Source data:
◇ ◇ ◇ ◇

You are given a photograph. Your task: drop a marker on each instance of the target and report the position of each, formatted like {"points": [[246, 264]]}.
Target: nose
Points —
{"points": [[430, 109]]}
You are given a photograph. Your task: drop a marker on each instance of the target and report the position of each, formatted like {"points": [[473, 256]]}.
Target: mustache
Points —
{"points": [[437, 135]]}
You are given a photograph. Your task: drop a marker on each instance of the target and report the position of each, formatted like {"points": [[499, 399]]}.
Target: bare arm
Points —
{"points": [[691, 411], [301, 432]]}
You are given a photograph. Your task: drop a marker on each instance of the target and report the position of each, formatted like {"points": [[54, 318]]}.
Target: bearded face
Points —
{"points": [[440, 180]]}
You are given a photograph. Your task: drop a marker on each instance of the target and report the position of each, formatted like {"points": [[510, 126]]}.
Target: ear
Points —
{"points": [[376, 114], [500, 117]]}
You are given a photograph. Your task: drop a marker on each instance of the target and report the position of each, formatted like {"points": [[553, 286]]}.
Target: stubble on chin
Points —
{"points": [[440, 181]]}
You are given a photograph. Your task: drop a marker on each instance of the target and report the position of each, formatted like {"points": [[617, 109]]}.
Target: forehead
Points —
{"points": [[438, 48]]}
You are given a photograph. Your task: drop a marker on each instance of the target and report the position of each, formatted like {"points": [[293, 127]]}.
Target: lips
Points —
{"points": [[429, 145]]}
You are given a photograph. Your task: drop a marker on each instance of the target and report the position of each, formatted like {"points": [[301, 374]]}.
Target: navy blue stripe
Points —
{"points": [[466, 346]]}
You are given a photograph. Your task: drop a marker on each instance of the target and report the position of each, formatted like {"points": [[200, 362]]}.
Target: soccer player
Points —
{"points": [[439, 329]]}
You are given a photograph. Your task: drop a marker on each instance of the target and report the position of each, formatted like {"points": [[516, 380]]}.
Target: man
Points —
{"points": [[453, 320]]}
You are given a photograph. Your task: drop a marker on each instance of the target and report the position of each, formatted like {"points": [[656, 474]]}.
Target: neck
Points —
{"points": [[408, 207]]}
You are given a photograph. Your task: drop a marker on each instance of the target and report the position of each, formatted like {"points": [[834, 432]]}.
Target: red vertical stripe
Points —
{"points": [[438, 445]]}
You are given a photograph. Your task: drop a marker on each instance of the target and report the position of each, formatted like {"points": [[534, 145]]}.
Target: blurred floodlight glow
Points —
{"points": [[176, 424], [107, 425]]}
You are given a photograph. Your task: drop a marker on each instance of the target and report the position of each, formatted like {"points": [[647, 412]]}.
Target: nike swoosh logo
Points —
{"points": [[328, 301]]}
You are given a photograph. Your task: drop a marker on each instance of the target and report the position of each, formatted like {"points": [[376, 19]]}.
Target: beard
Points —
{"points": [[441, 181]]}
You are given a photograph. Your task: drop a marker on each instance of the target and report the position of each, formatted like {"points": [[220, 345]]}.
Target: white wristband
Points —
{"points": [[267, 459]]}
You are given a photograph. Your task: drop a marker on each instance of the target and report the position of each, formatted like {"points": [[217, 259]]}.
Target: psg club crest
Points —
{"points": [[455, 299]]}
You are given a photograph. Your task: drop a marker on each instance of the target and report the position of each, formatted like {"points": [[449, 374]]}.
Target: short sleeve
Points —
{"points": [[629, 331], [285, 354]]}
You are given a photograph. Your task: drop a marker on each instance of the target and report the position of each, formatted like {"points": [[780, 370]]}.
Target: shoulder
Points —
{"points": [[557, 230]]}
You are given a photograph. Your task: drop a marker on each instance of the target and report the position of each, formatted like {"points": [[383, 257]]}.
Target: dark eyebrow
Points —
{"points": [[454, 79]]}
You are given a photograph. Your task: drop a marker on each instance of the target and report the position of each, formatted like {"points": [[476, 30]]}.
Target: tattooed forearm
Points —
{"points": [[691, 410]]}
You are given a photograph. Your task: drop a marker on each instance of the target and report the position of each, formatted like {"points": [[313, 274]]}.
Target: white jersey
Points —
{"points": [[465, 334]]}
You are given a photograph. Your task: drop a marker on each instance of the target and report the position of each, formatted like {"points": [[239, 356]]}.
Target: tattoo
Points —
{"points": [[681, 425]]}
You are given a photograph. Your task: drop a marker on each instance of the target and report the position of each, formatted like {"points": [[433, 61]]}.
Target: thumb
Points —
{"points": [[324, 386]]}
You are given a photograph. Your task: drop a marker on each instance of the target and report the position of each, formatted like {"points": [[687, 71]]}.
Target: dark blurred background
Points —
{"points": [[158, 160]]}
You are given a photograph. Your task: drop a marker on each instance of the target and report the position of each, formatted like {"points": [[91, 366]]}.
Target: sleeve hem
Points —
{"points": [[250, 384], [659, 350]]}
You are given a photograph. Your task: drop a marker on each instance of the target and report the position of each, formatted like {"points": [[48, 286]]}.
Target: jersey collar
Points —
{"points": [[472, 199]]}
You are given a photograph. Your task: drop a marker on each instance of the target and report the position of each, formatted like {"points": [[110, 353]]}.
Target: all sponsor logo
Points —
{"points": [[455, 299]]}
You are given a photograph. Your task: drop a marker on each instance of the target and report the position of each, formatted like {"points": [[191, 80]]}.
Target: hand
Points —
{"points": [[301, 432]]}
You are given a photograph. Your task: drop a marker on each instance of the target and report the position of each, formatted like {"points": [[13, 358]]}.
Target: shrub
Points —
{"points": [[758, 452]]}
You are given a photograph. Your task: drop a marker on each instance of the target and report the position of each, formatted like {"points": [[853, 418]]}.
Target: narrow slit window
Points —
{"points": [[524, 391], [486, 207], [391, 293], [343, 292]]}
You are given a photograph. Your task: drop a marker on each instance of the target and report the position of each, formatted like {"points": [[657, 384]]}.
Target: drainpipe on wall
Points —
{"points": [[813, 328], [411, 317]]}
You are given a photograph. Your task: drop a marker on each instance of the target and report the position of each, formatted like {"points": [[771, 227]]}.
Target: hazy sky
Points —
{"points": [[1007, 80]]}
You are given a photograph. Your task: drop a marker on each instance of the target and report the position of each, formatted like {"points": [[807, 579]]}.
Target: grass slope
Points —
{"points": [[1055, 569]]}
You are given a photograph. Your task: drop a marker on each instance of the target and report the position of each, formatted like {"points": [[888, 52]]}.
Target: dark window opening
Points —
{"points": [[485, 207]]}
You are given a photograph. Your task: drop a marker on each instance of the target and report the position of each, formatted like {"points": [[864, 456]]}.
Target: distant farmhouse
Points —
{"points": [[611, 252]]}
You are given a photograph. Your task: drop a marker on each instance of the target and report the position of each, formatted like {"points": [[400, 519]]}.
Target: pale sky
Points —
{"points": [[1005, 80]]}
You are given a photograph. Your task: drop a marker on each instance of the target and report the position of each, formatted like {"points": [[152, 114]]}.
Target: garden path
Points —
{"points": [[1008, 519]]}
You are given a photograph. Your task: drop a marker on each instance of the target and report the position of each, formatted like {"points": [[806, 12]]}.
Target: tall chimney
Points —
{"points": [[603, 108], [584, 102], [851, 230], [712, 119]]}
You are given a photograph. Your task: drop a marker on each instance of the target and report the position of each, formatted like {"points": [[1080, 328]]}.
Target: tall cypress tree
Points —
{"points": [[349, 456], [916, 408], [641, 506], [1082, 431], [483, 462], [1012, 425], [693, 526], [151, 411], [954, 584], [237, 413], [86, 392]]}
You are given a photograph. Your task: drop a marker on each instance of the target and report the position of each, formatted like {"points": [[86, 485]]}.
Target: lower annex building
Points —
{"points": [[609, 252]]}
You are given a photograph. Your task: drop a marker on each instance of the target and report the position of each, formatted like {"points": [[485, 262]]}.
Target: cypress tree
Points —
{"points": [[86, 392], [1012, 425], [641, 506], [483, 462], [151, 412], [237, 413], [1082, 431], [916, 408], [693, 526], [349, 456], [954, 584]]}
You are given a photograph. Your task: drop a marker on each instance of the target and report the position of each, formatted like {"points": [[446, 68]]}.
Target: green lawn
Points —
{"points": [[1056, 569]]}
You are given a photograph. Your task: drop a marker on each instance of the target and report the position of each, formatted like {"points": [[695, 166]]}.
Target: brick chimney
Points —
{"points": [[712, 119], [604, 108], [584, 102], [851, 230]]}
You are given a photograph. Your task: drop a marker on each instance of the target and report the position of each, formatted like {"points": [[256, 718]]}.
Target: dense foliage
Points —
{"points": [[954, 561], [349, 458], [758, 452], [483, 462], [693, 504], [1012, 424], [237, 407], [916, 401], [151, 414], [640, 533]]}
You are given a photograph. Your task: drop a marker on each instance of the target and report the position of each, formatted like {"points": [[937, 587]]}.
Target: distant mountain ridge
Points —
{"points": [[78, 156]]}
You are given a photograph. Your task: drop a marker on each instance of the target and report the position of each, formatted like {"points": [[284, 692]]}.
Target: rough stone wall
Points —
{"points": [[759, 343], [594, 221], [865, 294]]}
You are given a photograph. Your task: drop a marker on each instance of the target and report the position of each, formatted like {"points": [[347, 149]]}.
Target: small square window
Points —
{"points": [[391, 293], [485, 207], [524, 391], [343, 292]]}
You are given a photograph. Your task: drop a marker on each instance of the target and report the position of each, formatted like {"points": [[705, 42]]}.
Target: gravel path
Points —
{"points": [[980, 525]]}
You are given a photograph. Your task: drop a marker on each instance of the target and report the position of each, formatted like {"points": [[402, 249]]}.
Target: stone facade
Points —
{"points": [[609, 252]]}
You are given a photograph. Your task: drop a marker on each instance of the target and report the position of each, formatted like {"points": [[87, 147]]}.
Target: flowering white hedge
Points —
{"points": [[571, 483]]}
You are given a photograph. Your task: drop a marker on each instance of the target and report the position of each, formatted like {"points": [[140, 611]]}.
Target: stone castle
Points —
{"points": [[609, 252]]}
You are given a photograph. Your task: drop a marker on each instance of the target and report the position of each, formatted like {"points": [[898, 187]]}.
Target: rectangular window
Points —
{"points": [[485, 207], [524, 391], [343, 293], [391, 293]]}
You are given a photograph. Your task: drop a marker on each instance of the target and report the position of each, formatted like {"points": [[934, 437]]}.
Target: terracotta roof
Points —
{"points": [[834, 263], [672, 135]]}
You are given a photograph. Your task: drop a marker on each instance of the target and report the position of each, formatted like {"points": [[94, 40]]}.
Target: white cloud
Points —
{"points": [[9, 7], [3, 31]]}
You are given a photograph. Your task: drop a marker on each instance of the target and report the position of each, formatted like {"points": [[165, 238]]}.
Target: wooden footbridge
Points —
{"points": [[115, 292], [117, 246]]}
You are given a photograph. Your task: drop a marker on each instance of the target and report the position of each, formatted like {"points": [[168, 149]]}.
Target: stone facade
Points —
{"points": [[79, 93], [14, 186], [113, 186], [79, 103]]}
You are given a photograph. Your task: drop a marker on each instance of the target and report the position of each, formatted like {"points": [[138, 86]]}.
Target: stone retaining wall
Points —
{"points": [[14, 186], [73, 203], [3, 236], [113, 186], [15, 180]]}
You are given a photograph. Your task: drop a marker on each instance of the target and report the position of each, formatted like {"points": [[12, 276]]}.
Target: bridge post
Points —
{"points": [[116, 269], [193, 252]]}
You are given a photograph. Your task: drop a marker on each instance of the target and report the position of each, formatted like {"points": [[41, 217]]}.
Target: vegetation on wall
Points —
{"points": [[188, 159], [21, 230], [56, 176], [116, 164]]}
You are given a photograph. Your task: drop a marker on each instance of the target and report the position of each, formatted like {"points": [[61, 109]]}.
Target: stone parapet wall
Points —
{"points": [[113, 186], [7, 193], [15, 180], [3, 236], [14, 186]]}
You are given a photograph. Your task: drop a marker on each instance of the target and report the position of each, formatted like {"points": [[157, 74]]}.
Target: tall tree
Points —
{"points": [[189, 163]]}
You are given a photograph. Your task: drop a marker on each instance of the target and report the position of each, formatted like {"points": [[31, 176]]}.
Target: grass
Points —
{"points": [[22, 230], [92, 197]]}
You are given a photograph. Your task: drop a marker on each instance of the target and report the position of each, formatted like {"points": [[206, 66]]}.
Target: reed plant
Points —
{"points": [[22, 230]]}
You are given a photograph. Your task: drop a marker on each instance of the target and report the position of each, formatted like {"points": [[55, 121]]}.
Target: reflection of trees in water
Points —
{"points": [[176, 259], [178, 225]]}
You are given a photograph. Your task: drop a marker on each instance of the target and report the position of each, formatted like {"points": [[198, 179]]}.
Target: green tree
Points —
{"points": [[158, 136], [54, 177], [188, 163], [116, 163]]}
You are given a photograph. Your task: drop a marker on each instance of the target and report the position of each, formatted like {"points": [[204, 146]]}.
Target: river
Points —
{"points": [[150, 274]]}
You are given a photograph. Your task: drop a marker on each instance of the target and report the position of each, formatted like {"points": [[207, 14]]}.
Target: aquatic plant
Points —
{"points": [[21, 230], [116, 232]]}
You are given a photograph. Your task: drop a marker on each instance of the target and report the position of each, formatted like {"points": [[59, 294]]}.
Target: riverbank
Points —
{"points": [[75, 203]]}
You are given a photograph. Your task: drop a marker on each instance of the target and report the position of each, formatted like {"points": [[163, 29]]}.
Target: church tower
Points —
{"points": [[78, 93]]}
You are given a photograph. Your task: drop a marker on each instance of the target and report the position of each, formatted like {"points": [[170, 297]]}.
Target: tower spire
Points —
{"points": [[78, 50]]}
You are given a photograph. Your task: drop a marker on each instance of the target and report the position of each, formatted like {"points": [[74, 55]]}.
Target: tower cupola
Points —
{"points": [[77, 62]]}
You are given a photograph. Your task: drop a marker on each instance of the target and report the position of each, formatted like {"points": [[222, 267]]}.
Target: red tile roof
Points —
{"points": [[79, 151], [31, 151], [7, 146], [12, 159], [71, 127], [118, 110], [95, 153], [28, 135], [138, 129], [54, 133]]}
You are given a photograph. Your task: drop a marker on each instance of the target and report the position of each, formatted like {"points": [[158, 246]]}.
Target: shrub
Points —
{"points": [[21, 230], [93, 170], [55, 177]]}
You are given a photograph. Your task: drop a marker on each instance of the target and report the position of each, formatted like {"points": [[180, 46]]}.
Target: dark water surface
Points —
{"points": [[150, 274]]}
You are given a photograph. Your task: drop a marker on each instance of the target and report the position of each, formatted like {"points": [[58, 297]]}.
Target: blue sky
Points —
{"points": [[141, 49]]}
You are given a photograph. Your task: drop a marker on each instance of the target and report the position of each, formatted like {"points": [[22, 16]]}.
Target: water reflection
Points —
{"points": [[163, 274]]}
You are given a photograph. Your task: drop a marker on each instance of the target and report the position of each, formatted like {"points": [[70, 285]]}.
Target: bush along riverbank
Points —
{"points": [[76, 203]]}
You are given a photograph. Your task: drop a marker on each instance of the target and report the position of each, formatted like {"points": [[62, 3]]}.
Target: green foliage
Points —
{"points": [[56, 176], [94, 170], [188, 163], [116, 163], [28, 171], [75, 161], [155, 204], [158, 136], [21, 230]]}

◇ ◇ ◇ ◇

# The exercise
Collect every line in the records that contains the string "path", and copy each such line in full. Letter case matters.

# Answer to this problem
Target: garden path
Target: gravel path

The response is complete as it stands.